◆ **INSTRUCTIONS FOR THE TASK**: Nothing in the records should be altered; retype them all exactly.

[Region pointing data]
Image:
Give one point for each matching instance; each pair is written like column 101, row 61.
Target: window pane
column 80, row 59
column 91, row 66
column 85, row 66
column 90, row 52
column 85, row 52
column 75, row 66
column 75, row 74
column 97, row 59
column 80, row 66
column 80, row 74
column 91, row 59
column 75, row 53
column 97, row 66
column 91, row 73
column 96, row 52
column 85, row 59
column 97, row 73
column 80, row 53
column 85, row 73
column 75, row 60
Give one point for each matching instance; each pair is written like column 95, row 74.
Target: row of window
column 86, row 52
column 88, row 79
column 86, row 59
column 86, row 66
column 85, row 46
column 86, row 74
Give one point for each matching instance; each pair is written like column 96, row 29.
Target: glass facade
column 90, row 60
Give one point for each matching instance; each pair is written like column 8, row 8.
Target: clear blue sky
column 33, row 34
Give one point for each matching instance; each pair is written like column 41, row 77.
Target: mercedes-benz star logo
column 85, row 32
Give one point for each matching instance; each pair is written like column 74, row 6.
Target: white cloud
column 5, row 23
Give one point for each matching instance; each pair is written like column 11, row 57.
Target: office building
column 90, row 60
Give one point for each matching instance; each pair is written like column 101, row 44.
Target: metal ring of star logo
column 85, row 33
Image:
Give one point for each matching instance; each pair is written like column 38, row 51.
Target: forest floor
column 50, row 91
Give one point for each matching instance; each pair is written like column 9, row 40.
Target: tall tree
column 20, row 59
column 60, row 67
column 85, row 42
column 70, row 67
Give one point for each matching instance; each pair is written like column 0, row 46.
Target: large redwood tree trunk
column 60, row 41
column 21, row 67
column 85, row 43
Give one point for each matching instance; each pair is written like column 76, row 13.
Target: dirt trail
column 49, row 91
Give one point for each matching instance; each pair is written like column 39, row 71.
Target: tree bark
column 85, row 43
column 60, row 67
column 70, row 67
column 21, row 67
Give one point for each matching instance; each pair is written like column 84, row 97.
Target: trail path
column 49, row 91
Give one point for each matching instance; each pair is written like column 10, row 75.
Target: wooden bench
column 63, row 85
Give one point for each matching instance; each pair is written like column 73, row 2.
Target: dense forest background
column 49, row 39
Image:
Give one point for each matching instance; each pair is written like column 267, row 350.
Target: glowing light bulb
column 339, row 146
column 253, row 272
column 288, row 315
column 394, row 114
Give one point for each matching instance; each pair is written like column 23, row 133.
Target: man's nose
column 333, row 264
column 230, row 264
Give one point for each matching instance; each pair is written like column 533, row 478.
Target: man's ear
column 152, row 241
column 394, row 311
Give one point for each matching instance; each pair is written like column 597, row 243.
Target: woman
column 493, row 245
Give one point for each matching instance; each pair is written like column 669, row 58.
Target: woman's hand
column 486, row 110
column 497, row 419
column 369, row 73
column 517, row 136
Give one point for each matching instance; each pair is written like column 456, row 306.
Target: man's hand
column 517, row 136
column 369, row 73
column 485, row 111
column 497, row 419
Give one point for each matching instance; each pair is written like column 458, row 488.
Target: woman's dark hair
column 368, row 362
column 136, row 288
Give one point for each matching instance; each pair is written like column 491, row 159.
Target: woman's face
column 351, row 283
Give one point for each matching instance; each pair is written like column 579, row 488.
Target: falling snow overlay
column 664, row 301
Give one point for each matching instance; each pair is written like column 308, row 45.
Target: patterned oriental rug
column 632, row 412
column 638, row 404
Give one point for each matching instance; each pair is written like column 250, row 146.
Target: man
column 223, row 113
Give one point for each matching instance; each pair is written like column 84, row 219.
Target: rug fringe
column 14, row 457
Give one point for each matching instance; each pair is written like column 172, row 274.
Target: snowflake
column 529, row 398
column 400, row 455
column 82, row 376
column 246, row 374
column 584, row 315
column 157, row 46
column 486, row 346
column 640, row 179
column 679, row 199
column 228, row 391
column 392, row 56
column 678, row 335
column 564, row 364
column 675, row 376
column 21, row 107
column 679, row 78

◆ **FINISHED TASK**:
Image:
Give one point for each matching instance; each pair is written like column 101, row 61.
Target: window pane
column 80, row 59
column 91, row 66
column 85, row 66
column 90, row 52
column 85, row 52
column 75, row 66
column 75, row 74
column 97, row 59
column 80, row 66
column 80, row 74
column 91, row 59
column 75, row 53
column 97, row 66
column 91, row 73
column 96, row 52
column 85, row 59
column 97, row 73
column 80, row 53
column 85, row 73
column 75, row 60
Give one point for each matching instance; each pair is written like column 95, row 74.
Target: row of window
column 86, row 52
column 88, row 79
column 86, row 59
column 86, row 66
column 85, row 46
column 86, row 74
Give one point for each matching instance; each pair is written like column 96, row 29.
Target: glass facade
column 90, row 60
Give one point for each matching instance; each pair is written like column 8, row 8.
Target: clear blue sky
column 33, row 34
Give one point for each matching instance; each pair is written like column 41, row 77.
Target: mercedes-benz star logo
column 85, row 32
Give one point for each matching instance; each pair is written like column 74, row 6.
Target: white cloud
column 5, row 23
Give one point for each matching instance; each pair is written like column 11, row 57.
Target: office building
column 90, row 60
Give one point for each matching instance; each pair is written like column 101, row 44.
Target: metal ring of star logo
column 85, row 33
Image:
Give one point for each matching instance; each pair is written like column 38, row 51.
Target: forest floor
column 50, row 91
Give one point for each matching instance; each pair is written like column 9, row 40.
Target: tall tree
column 20, row 59
column 60, row 67
column 85, row 42
column 70, row 67
Give one point for each matching instance; each pair is written like column 0, row 46.
Target: large redwood tree trunk
column 60, row 41
column 21, row 67
column 85, row 43
Give one point for each matching instance; each pair is written like column 76, row 13.
Target: dirt trail
column 49, row 91
Give one point for each matching instance; each pair is written like column 39, row 71.
Target: tree bark
column 85, row 43
column 60, row 67
column 70, row 67
column 21, row 67
Give one point for each matching instance; each pair is written like column 84, row 97.
Target: trail path
column 49, row 91
Give one point for each matching instance; each pair is written like column 10, row 75.
Target: wooden bench
column 63, row 85
Give one point for each matching instance; each pair is written like column 73, row 2.
Target: dense forest background
column 49, row 39
Image:
Give one point for each matching instance; each pair is written like column 267, row 350.
Target: glowing light bulb
column 339, row 146
column 253, row 272
column 288, row 315
column 394, row 114
Give one point for each matching instance; each pair is written like column 23, row 133.
Target: man's nose
column 333, row 264
column 230, row 264
Give one point for each matching instance; each pair is written like column 533, row 478.
Target: man's ear
column 152, row 241
column 394, row 311
Give one point for each matching instance; each pair is written like column 597, row 243.
Target: woman
column 493, row 245
Give one point for each matching instance; each pair is written like column 669, row 58.
Target: woman's hand
column 486, row 110
column 497, row 419
column 369, row 73
column 517, row 136
Give one point for each matching instance; each pair is written like column 456, row 306.
Target: man's hand
column 517, row 136
column 369, row 73
column 485, row 111
column 497, row 419
Give one point for each matching instance; each pair is written like column 458, row 488.
Target: woman's dark hair
column 368, row 362
column 136, row 288
Give one point for each matching instance; each pair is written like column 491, row 159.
Target: woman's face
column 351, row 283
Give one point for each matching instance; each pair is written like column 579, row 488.
Target: falling snow overlay
column 664, row 301
Give one point for each matching instance; each pair is written like column 308, row 45.
Target: patterned oriental rug
column 632, row 412
column 638, row 404
Give one point for each matching instance; each pair is written like column 250, row 146.
Target: man
column 223, row 113
Give one point for each matching instance; each pair is written like column 84, row 219.
Target: rug fringe
column 14, row 457
Give one point for each matching instance; each pair is written like column 172, row 274.
Target: snowflake
column 529, row 398
column 400, row 455
column 82, row 376
column 246, row 374
column 584, row 315
column 157, row 46
column 486, row 346
column 640, row 179
column 679, row 199
column 228, row 391
column 392, row 56
column 678, row 335
column 564, row 364
column 675, row 376
column 21, row 107
column 679, row 78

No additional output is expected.